Items from a data source
-- -- --

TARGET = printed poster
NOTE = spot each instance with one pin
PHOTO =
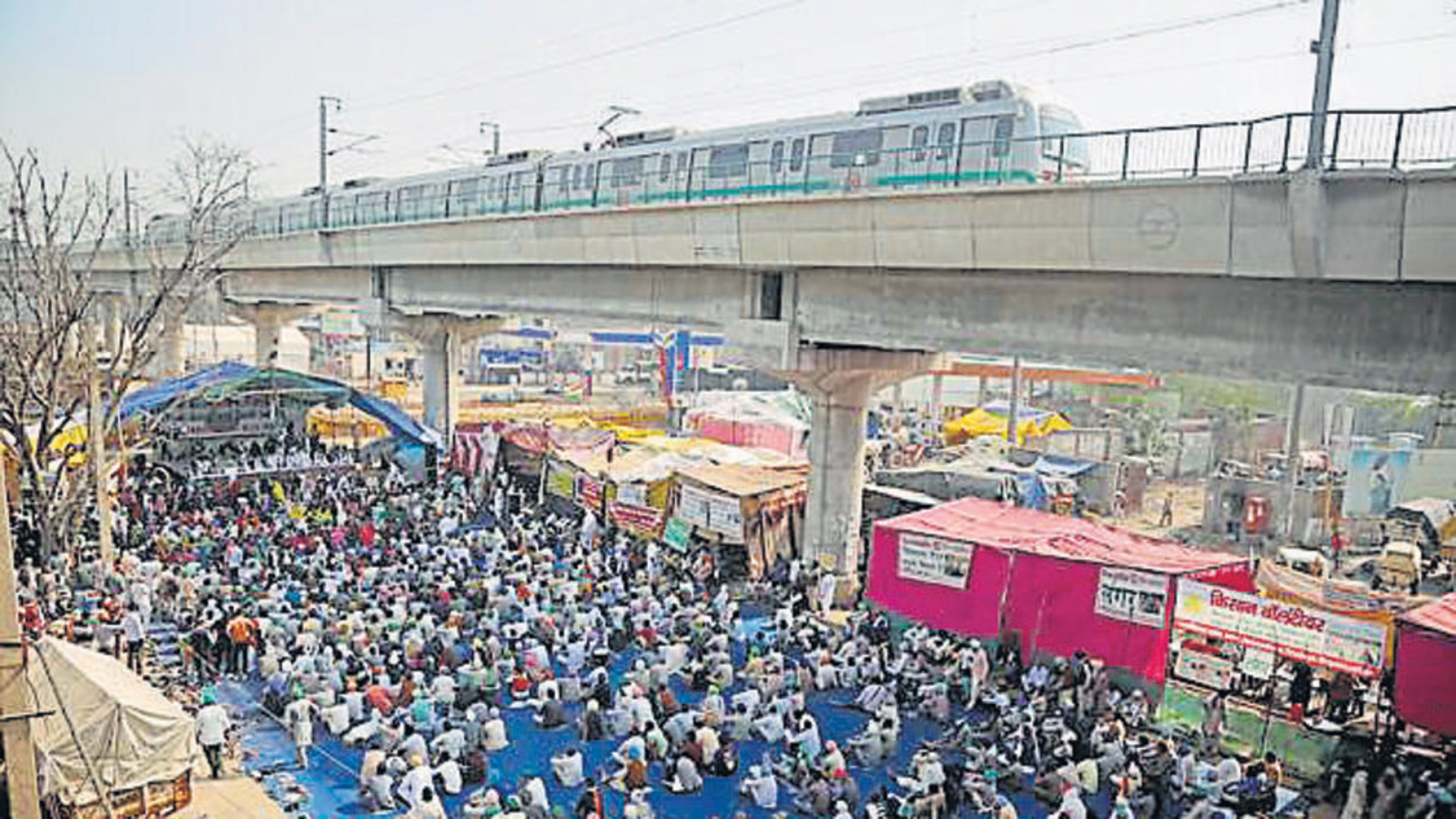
(1132, 596)
(932, 560)
(1286, 630)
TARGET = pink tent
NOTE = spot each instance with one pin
(1426, 665)
(1060, 583)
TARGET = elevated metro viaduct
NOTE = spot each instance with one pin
(1339, 278)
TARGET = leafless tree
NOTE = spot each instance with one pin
(57, 234)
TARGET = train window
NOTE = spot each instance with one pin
(919, 137)
(626, 172)
(944, 138)
(1005, 126)
(856, 147)
(728, 160)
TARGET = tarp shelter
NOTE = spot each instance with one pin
(752, 506)
(230, 379)
(990, 420)
(1059, 583)
(1426, 665)
(131, 733)
(768, 420)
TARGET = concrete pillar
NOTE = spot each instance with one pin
(1292, 458)
(111, 318)
(441, 339)
(268, 319)
(841, 383)
(169, 351)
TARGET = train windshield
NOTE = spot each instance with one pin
(1056, 146)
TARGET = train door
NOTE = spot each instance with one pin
(986, 149)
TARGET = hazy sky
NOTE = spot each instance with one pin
(106, 84)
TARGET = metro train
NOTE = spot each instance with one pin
(987, 133)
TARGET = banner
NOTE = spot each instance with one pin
(638, 519)
(932, 560)
(1132, 596)
(561, 480)
(589, 493)
(1288, 630)
(711, 511)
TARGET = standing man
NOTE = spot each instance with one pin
(211, 732)
(133, 632)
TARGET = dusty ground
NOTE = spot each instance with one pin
(232, 797)
(1187, 509)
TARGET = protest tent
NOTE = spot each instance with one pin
(1057, 583)
(135, 741)
(239, 383)
(756, 511)
(990, 420)
(1426, 656)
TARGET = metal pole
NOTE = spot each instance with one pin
(19, 749)
(324, 160)
(1016, 399)
(96, 433)
(1324, 67)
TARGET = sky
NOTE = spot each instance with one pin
(98, 85)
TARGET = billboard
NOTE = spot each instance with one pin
(1375, 481)
(1286, 630)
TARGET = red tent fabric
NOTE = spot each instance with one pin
(1040, 576)
(1426, 665)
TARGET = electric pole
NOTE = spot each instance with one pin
(324, 157)
(495, 136)
(15, 700)
(1324, 67)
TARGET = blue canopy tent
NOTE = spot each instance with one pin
(232, 378)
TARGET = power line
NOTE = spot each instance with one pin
(593, 57)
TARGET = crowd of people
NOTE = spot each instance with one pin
(414, 620)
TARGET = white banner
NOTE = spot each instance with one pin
(1132, 596)
(932, 560)
(1288, 630)
(632, 494)
(711, 511)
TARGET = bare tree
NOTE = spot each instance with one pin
(57, 232)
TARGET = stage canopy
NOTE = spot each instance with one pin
(232, 379)
(1424, 659)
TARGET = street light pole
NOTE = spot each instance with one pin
(96, 433)
(495, 136)
(324, 157)
(15, 702)
(1324, 70)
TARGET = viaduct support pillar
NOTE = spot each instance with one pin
(842, 383)
(169, 356)
(441, 339)
(268, 319)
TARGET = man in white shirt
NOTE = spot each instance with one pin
(133, 632)
(211, 732)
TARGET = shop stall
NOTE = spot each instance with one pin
(1059, 584)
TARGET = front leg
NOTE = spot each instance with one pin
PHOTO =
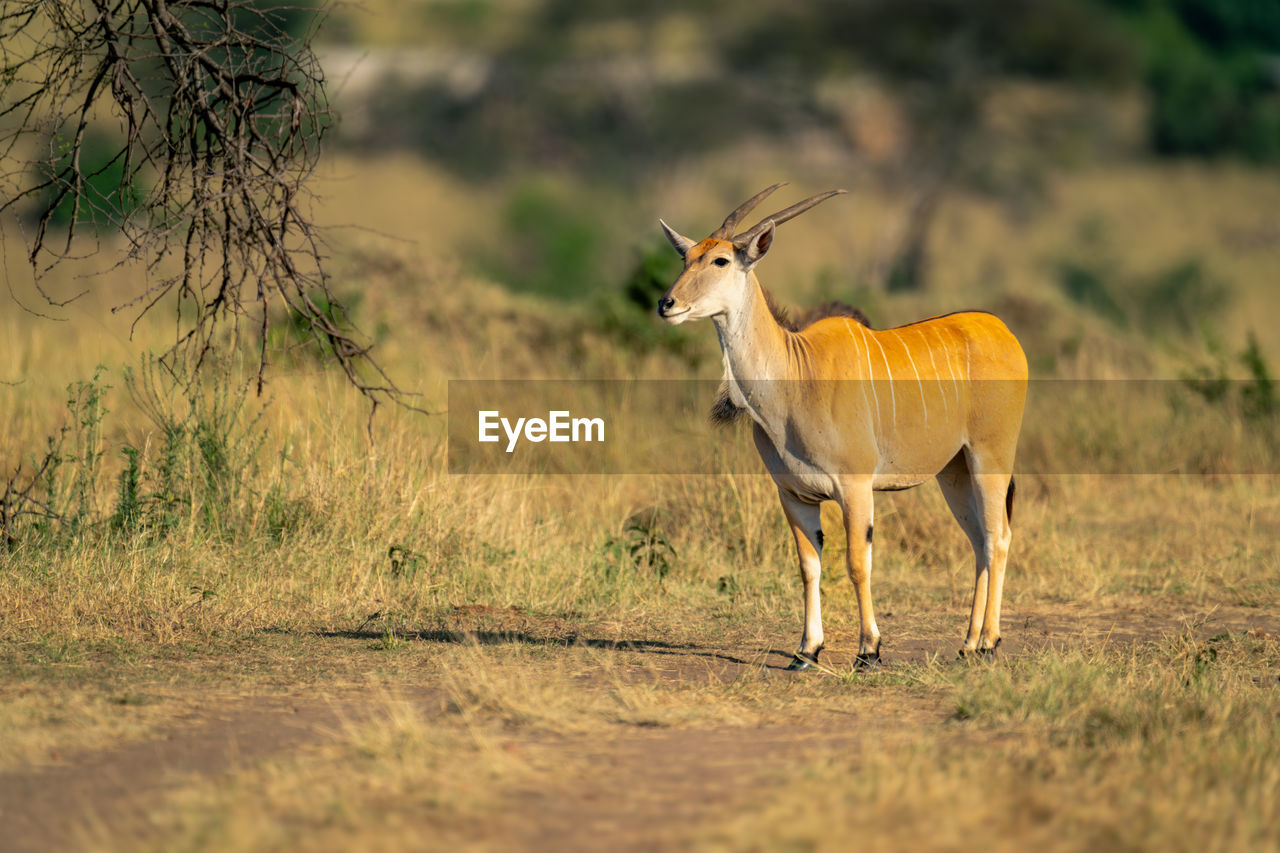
(858, 503)
(805, 520)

-- -- --

## YOUR GOAL
Keep out the pictures, and copy exactly the lines from the one that contains "TARGET = white banner" through the final line of the records above, both ends included.

## TASK SOLUTION
TARGET = white banner
NOTE = spot each instance with one pin
(1132, 596)
(932, 560)
(1288, 630)
(632, 494)
(711, 511)
TARGET = bare tree
NOTE = spot each instance with one pin
(57, 232)
TARGET = stage canopy
NOTE = spot each instance with one pin
(232, 379)
(1424, 659)
TARGET = street light pole
NOTE = spot each instance with one pin
(96, 433)
(495, 136)
(324, 157)
(15, 702)
(1324, 70)
TARGET = viaduct support pillar
NOTE = spot each instance with one pin
(842, 383)
(169, 356)
(441, 339)
(268, 319)
TARGET = man in white shirt
NOTE = spot each instance with one pin
(133, 632)
(211, 732)
TARGET = shop stall
NOTE = spot each instance with one pin
(1059, 584)
TARGET = front leg
NOTE = spot each instance with one pin
PHOTO =
(858, 503)
(805, 520)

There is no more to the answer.